◆ COMPLETE O SEGUINTE:
- A) Indique se cada afirmação concorda com o texto sobre Alaíde Costa, respondendo sim ou não e citando as palavras do texto que decidem a questão: (i) Alaíde Costa nasceu no Méier. (ii) Alaíde Costa participou do show da Bossa Nova em Nova York em 1962. (iii) Alaíde Costa recebeu o Troféu Raça Negra.
- B) Reproduza fielmente o trecho do texto sobre Alaíde Costa entre “Marcou presença nos” e “Troféu Raça Negra.”, inclusive.
- C) Segundo o texto sobre Alaíde Costa, quantas décadas tem a carreira da cantora?

◆ TRECHO PARA LEITURA:
--*--

Cultura

“Eu acho que a música não tem cor”, diz cantora e compositora Alaíde Costa

Crédito:  João Castellano

Fora de cena: em entrevista à ISTOÉ, na Casa de Francisca, em São Paulo, Alaíde conta que não percebia exclusão e racismo à época (Crédito: João Castellano)

Por Ana Mosquera

Prestes a completar 88 anos, a cantora e compositora Alaíde Costa vive o auge da carreira de sete décadas. Nascida no Méier, subúrbio carioca, caminhou na contramão do que esperavam dela como mulher negra: que cantasse samba. Eram as vozes de Sílvio Caldas e Dalva de Oliveira que a emocionavam.“Não sei de onde isso vem. De outras vidas, talvez”, diz. Autodidata, não pensava em viver da música, mas o sucesso em programas de calouros, como o de Ary Barroso, e nas rádios fez com que seu caminho se cruzasse com nomes como João Gilberto.

Na roda da Zona Sul carioca, fez parcerias com Vinicius de Moraes e Tom Jobim, e foi crucial para a Bossa Nova, apesar de não figurar entre os protagonistas. Após o racismo velado, dos “nãos” de gravadoras à exclusão do show do movimento em 1962, em Nova York, colhe os frutos tardios da trajetória.

Marcou presença nos 60 anos da Bossa no Carnegie Hall, em outubro, realiza turnê com três shows pelo Brasil, e está em gravação do segundo álbum com o rapper Emicida, e os produtores Marcus Preto e Pupillo (Nação Zumbi). O primeiro, O que meus calos dizem sobre mim, ganhou o Prêmio da Música Brasileira de Melhor Disco da MPB. No dia 20, foi uma das condecoradas com o Troféu Raça Negra.

--*--

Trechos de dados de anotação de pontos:
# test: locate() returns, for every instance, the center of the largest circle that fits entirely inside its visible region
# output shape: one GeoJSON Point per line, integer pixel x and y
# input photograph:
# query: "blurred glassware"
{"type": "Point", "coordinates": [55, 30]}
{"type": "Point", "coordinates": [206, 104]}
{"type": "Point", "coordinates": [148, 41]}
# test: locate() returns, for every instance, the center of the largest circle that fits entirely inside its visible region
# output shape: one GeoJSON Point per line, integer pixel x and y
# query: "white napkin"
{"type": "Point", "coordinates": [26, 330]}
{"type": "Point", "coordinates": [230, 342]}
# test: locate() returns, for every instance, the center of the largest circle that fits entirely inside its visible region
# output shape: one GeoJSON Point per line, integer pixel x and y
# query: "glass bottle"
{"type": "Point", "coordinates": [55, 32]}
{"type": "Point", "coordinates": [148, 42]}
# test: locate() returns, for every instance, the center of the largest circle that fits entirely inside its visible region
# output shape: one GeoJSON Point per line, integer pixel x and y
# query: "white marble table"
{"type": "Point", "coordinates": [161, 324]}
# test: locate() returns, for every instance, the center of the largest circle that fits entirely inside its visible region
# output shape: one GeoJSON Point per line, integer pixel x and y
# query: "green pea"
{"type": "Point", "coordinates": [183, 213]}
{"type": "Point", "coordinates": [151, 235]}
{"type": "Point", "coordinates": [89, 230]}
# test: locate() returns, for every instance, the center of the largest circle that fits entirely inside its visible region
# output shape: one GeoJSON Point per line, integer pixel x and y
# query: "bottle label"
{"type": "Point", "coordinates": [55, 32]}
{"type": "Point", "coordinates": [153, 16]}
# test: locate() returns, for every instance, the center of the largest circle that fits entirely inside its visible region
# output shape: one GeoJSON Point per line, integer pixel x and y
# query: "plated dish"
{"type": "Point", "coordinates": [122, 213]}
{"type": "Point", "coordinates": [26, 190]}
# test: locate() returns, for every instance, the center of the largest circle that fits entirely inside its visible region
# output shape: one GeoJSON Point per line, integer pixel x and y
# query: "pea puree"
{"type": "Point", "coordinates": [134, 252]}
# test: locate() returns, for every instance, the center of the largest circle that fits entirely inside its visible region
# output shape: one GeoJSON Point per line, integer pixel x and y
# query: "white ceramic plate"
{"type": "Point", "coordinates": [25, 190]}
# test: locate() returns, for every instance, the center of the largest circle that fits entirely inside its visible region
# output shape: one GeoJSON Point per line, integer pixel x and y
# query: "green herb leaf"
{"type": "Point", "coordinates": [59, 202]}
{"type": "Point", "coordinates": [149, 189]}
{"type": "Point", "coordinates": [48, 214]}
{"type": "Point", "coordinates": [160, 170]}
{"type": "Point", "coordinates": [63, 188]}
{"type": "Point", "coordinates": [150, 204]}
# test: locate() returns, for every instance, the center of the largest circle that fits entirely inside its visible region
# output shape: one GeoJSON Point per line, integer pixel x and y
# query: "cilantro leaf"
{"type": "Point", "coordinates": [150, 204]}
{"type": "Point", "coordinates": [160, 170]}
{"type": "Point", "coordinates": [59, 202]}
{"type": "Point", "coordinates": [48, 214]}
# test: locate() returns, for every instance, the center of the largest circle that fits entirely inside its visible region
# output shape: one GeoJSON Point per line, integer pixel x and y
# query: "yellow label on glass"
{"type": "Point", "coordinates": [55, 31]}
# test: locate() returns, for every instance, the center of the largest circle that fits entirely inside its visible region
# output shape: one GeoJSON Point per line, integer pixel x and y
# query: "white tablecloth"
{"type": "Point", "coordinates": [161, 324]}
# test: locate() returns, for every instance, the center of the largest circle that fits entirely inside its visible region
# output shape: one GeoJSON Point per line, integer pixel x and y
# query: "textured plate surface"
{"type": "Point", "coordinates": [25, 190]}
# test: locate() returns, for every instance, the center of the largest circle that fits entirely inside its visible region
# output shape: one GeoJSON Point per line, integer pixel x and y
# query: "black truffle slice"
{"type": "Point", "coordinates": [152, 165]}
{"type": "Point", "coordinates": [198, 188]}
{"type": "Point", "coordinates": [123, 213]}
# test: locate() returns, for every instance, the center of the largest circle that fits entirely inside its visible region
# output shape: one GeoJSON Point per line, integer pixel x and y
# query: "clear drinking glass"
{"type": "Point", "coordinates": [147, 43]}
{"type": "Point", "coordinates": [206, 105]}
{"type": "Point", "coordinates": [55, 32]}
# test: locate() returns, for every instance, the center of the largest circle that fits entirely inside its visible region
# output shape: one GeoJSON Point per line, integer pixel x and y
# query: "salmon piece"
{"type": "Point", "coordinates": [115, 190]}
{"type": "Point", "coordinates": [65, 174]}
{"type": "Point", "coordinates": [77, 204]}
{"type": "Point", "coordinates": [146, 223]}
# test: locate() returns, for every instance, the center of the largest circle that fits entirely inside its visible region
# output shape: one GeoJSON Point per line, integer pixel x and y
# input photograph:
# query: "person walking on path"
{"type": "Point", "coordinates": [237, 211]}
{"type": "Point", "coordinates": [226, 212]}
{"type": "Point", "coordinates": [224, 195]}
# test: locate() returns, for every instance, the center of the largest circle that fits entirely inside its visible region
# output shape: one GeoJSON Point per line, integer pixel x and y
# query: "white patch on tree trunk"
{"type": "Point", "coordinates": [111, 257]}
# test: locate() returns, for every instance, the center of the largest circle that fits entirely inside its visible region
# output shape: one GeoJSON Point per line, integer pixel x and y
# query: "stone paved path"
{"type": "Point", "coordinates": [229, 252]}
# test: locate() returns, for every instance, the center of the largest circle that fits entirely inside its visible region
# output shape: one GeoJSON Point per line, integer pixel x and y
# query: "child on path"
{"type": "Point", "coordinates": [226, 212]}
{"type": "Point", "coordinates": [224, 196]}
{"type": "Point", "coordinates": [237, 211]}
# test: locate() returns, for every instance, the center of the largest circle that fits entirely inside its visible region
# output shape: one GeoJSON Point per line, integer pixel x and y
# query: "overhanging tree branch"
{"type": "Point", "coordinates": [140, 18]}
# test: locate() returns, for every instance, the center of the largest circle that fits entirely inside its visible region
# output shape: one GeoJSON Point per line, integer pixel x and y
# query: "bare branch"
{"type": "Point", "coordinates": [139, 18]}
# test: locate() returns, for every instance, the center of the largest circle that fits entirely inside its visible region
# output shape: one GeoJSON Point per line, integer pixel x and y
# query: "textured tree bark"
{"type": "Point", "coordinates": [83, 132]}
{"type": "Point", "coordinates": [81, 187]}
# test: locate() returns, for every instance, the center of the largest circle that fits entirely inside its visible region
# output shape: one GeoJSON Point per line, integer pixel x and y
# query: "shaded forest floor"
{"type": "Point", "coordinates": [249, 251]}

--*--

◆ RESPOSTAS EM ORDEM:
- A)
(i) Sim: “Nascida no Méier, subúrbio carioca”.
(ii) Não: “à exclusão do show do movimento em 1962, em Nova York”.
(iii) Sim: “No dia 20, foi uma das condecoradas com o Troféu Raça Negra.”

- B)
Marcou presença nos 60 anos da Bossa no Carnegie Hall, em outubro, realiza turnê com três shows pelo Brasil, e está em gravação do segundo álbum com o rapper Emicida, e os produtores Marcus Preto e Pupillo (Nação Zumbi). O primeiro, O que meus calos dizem sobre mim, ganhou o Prêmio da Música Brasileira de Melhor Disco da MPB. No dia 20, foi uma das condecoradas com o Troféu Raça Negra.

- C) Sete décadas.